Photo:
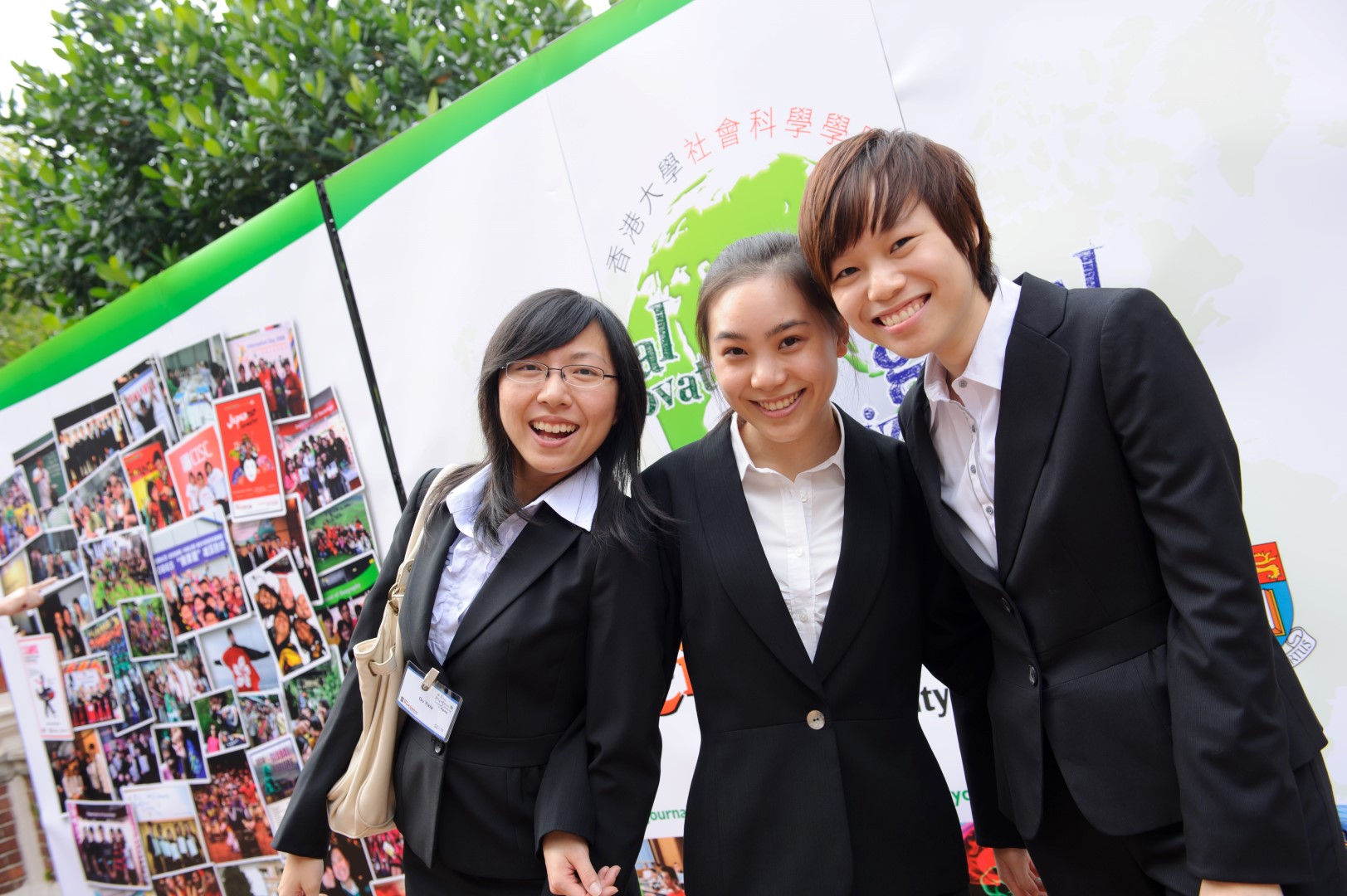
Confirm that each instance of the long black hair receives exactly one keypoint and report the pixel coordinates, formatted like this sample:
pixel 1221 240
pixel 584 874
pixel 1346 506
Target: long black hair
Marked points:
pixel 539 324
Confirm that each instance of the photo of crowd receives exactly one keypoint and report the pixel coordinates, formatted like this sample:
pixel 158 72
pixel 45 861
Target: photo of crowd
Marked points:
pixel 318 457
pixel 89 437
pixel 146 620
pixel 101 503
pixel 42 465
pixel 295 634
pixel 231 811
pixel 264 718
pixel 131 757
pixel 339 533
pixel 268 360
pixel 181 755
pixel 175 680
pixel 144 402
pixel 197 376
pixel 119 567
pixel 78 768
pixel 220 721
pixel 105 835
pixel 151 488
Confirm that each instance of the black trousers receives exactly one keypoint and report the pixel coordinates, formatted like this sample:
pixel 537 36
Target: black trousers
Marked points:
pixel 439 880
pixel 1076 859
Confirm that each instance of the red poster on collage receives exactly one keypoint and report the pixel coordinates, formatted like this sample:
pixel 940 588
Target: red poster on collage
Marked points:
pixel 251 461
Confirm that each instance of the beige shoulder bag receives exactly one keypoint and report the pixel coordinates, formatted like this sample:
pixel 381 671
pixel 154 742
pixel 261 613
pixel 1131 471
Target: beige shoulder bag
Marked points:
pixel 361 802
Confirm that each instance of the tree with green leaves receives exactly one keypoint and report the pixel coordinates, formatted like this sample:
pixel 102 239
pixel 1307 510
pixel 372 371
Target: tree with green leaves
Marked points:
pixel 181 119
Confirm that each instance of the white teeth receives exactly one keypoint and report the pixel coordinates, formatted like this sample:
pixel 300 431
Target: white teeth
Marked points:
pixel 903 314
pixel 780 405
pixel 554 427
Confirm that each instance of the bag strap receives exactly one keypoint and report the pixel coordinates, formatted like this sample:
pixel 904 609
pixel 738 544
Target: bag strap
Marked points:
pixel 404 570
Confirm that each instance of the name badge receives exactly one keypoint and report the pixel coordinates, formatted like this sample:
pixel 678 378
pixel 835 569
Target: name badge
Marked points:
pixel 428 701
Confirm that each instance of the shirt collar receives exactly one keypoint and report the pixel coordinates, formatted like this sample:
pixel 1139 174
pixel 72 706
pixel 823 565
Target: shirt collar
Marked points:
pixel 988 362
pixel 744 462
pixel 574 499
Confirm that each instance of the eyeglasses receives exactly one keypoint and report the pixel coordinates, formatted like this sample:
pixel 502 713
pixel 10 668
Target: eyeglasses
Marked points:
pixel 583 376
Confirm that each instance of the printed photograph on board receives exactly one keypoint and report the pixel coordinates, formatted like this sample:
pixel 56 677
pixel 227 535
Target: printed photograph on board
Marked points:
pixel 295 634
pixel 220 721
pixel 144 402
pixel 107 635
pixel 179 752
pixel 90 691
pixel 275 767
pixel 170 833
pixel 268 360
pixel 54 554
pixel 146 465
pixel 88 437
pixel 78 768
pixel 261 541
pixel 175 680
pixel 108 844
pixel 196 567
pixel 318 458
pixel 64 613
pixel 19 519
pixel 197 375
pixel 197 466
pixel 231 811
pixel 119 566
pixel 146 620
pixel 42 674
pixel 42 464
pixel 101 503
pixel 131 757
pixel 251 460
pixel 240 654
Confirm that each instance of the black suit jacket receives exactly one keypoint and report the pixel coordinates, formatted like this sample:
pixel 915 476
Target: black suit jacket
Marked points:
pixel 560 636
pixel 776 805
pixel 1126 616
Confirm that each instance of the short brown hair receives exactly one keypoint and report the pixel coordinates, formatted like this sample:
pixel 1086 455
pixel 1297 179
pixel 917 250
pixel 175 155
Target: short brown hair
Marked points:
pixel 869 181
pixel 763 255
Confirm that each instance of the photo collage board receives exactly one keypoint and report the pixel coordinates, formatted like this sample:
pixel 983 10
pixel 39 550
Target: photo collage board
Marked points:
pixel 203 543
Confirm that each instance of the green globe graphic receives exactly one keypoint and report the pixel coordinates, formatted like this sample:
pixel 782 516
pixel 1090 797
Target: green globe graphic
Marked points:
pixel 663 317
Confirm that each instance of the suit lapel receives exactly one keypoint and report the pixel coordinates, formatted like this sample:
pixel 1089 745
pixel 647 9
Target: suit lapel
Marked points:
pixel 419 601
pixel 739 562
pixel 1032 388
pixel 868 535
pixel 542 542
pixel 927 464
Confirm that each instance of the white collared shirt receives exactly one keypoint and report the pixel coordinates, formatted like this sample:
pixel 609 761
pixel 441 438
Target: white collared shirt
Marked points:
pixel 471 561
pixel 800 528
pixel 964 436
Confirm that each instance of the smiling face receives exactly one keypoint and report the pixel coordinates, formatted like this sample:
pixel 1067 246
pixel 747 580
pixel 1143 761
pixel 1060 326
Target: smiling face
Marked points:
pixel 910 290
pixel 554 426
pixel 776 363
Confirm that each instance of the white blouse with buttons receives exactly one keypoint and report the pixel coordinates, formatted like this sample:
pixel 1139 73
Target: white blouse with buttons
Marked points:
pixel 964 436
pixel 800 528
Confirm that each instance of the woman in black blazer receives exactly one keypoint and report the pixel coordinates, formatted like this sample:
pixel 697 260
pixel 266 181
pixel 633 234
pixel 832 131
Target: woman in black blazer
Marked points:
pixel 807 596
pixel 535 600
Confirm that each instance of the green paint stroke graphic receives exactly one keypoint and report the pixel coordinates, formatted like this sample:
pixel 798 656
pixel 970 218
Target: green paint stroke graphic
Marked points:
pixel 663 319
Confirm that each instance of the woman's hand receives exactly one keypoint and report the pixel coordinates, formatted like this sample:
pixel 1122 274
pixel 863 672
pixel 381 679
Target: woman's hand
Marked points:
pixel 1018 872
pixel 25 598
pixel 300 876
pixel 569 869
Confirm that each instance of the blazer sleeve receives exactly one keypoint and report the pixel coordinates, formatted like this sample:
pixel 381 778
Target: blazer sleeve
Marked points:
pixel 1241 811
pixel 957 648
pixel 303 830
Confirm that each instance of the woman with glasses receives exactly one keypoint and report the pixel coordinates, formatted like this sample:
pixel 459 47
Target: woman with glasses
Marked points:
pixel 535 598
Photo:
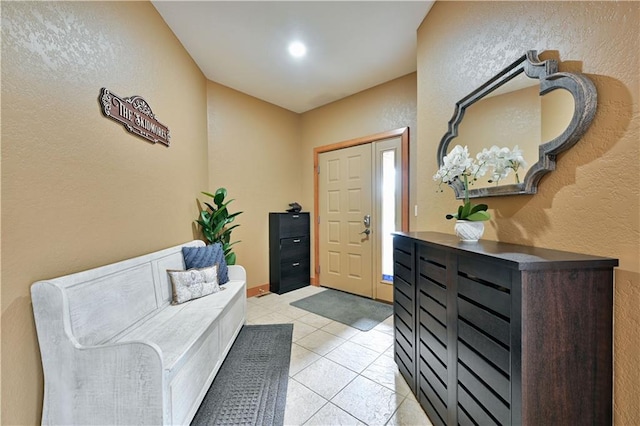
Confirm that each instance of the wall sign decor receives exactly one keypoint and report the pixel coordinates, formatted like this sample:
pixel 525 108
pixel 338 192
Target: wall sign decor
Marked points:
pixel 135 115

--------------------

Task details: Copy each line of the entries in which the string "photograph" is found.

Your response:
Confirm that each instance of the printed photograph on board receives exactly one keypoint and report the pixel coordinates, formatted like this sample:
Target: printed photograph on board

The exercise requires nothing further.